======== EXERCISE MATERIAL ========

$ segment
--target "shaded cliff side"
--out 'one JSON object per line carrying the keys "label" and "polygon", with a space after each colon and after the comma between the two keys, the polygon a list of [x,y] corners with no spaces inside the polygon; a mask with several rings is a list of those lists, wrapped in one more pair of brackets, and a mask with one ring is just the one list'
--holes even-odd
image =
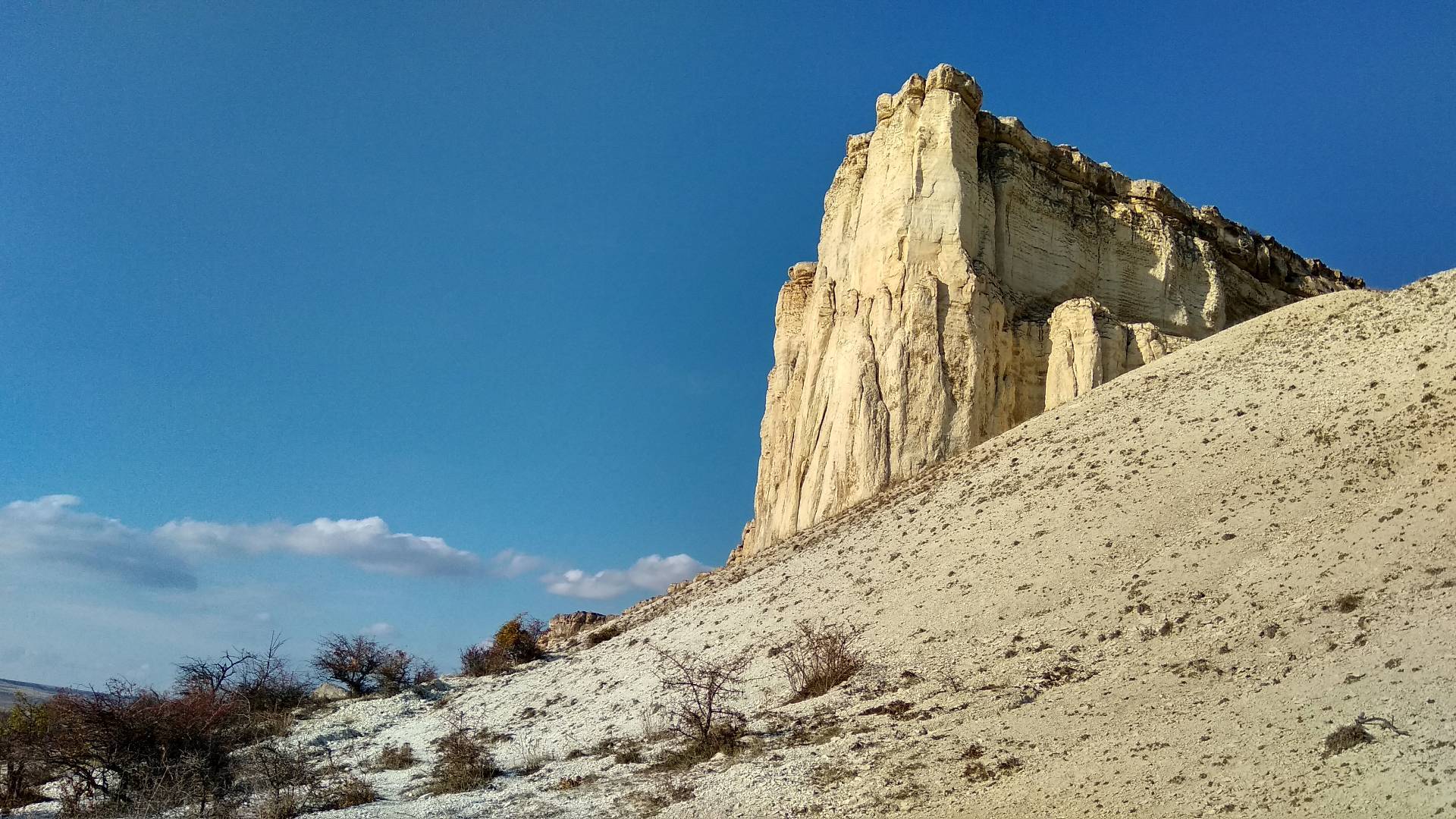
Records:
{"label": "shaded cliff side", "polygon": [[751,557],[1190,341],[1363,283],[980,109],[875,105],[775,313]]}

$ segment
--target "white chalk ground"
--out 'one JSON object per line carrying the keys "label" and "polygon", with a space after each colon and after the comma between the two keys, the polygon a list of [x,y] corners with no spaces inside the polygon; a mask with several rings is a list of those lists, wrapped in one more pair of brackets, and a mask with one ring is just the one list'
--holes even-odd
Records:
{"label": "white chalk ground", "polygon": [[[363,774],[383,802],[320,815],[349,819],[1456,816],[1453,606],[1456,271],[1232,328],[632,609],[607,643],[344,704],[294,739],[361,769],[384,743],[422,758]],[[865,627],[875,667],[783,705],[767,648],[801,618]],[[566,759],[652,732],[648,643],[753,653],[751,751]],[[415,799],[447,713],[510,734],[507,768],[556,761]],[[1361,713],[1408,733],[1322,758]],[[994,778],[964,775],[973,746]]]}

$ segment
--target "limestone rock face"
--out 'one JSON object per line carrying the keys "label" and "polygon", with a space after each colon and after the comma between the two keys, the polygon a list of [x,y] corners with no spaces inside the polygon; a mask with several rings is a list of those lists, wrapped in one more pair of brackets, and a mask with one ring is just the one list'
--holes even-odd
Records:
{"label": "limestone rock face", "polygon": [[1190,341],[1363,287],[980,109],[939,66],[875,103],[775,310],[751,557]]}
{"label": "limestone rock face", "polygon": [[572,637],[581,634],[582,631],[588,631],[593,627],[601,625],[609,619],[613,619],[613,616],[597,612],[571,612],[555,615],[546,624],[546,634],[542,634],[542,638],[539,640],[540,647],[547,651],[558,650],[569,643]]}

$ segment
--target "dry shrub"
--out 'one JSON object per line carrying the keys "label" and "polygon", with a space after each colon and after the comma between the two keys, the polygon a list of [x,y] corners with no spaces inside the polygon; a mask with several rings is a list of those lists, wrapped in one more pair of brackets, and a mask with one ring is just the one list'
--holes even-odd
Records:
{"label": "dry shrub", "polygon": [[403,771],[415,767],[415,749],[408,742],[403,745],[386,745],[374,758],[376,771]]}
{"label": "dry shrub", "polygon": [[309,686],[288,667],[282,646],[282,637],[274,634],[262,653],[233,648],[221,657],[186,657],[178,663],[175,688],[237,700],[249,714],[297,708],[307,702]]}
{"label": "dry shrub", "polygon": [[778,646],[779,666],[789,678],[789,702],[828,694],[865,667],[865,653],[855,644],[863,628],[818,625],[801,621],[794,635]]}
{"label": "dry shrub", "polygon": [[332,758],[320,764],[301,745],[265,742],[239,756],[240,780],[256,797],[259,819],[291,819],[379,800],[367,781]]}
{"label": "dry shrub", "polygon": [[25,695],[17,695],[9,711],[0,711],[0,815],[44,799],[36,788],[50,780],[50,710]]}
{"label": "dry shrub", "polygon": [[460,653],[460,672],[466,676],[505,673],[513,667],[546,656],[540,638],[546,624],[518,614],[505,621],[489,646],[470,646]]}
{"label": "dry shrub", "polygon": [[450,733],[435,740],[435,764],[430,769],[425,791],[438,796],[482,788],[499,775],[491,755],[489,737],[467,727],[456,714]]}
{"label": "dry shrub", "polygon": [[233,794],[232,752],[248,737],[242,708],[210,691],[167,697],[114,681],[47,702],[45,755],[93,807],[147,816],[194,804],[198,816],[215,815]]}
{"label": "dry shrub", "polygon": [[432,665],[364,635],[329,634],[312,663],[354,697],[374,692],[392,697],[438,676]]}
{"label": "dry shrub", "polygon": [[678,751],[664,753],[661,767],[689,767],[719,752],[732,753],[741,746],[747,718],[734,707],[743,697],[747,654],[709,660],[702,654],[658,654],[657,678],[674,697],[668,708],[668,729],[686,740]]}

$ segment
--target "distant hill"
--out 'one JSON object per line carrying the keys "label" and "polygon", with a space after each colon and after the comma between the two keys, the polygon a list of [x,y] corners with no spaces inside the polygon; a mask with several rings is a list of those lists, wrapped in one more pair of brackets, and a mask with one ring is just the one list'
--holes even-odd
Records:
{"label": "distant hill", "polygon": [[0,708],[9,708],[15,704],[17,694],[23,694],[31,700],[50,700],[57,694],[64,694],[67,688],[57,688],[54,685],[38,685],[33,682],[20,682],[17,679],[0,679]]}

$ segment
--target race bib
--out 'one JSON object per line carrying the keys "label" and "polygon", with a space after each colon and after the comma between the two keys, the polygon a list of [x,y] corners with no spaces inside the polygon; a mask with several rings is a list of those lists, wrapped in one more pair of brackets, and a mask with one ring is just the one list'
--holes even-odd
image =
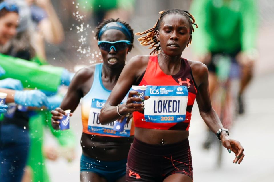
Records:
{"label": "race bib", "polygon": [[105,100],[92,99],[88,123],[88,131],[93,133],[108,135],[129,136],[130,135],[132,120],[128,124],[125,125],[124,131],[121,132],[117,132],[113,129],[114,125],[117,121],[106,125],[102,125],[100,123],[98,119],[99,113],[106,101]]}
{"label": "race bib", "polygon": [[186,119],[188,92],[185,86],[148,85],[145,119],[153,123],[178,123]]}

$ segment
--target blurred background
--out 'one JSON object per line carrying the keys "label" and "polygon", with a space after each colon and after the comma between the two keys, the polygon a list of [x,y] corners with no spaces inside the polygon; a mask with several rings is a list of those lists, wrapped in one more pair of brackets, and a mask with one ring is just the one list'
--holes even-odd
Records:
{"label": "blurred background", "polygon": [[[51,1],[63,25],[64,38],[57,44],[45,43],[45,55],[49,63],[74,72],[101,61],[94,37],[95,27],[102,18],[120,17],[129,23],[134,33],[142,32],[153,27],[158,18],[159,11],[174,8],[188,11],[193,3],[191,0],[113,0],[115,3],[112,7],[109,5],[109,7],[103,9],[102,7],[107,6],[106,4],[108,1]],[[223,149],[221,164],[217,164],[218,146],[210,150],[203,148],[206,127],[195,104],[189,129],[195,181],[274,181],[274,147],[272,144],[274,136],[274,1],[255,1],[257,25],[254,28],[257,33],[254,39],[258,54],[254,63],[253,79],[245,91],[245,113],[236,118],[230,131],[231,138],[240,141],[245,148],[245,156],[240,165],[235,165],[232,162],[233,155]],[[195,8],[191,7],[192,9]],[[199,26],[198,20],[196,23]],[[193,37],[199,31],[199,28],[195,29]],[[147,55],[151,51],[139,44],[138,38],[134,37],[134,48],[127,60],[137,54]],[[192,47],[195,43],[186,48],[182,57],[200,61],[197,59],[198,55]],[[53,182],[79,181],[82,131],[80,107],[70,119],[70,125],[77,144],[75,157],[69,162],[63,158],[55,161],[46,160],[49,176]],[[51,133],[46,131],[45,136],[45,145],[58,145]]]}

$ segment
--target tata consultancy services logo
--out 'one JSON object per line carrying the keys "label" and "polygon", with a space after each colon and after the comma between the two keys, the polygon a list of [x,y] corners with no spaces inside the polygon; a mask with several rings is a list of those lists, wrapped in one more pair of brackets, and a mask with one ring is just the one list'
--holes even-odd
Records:
{"label": "tata consultancy services logo", "polygon": [[177,88],[177,91],[176,92],[176,94],[184,94],[184,92],[183,91],[183,88],[182,87],[178,87]]}
{"label": "tata consultancy services logo", "polygon": [[177,88],[177,91],[178,92],[181,92],[183,91],[183,88],[182,87],[178,87]]}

========

| DIRECTIONS FOR THIS TASK |
Find every line in the items above that contains the string "target", matching case exactly, and copy each of those lines.

| RESULT OF THE TASK |
--target "shaded cliff side"
--target "white chalk ground"
--target "limestone rock face"
--target "dry shrub"
--target "distant hill"
--target race bib
--target blurred background
--target tata consultancy services logo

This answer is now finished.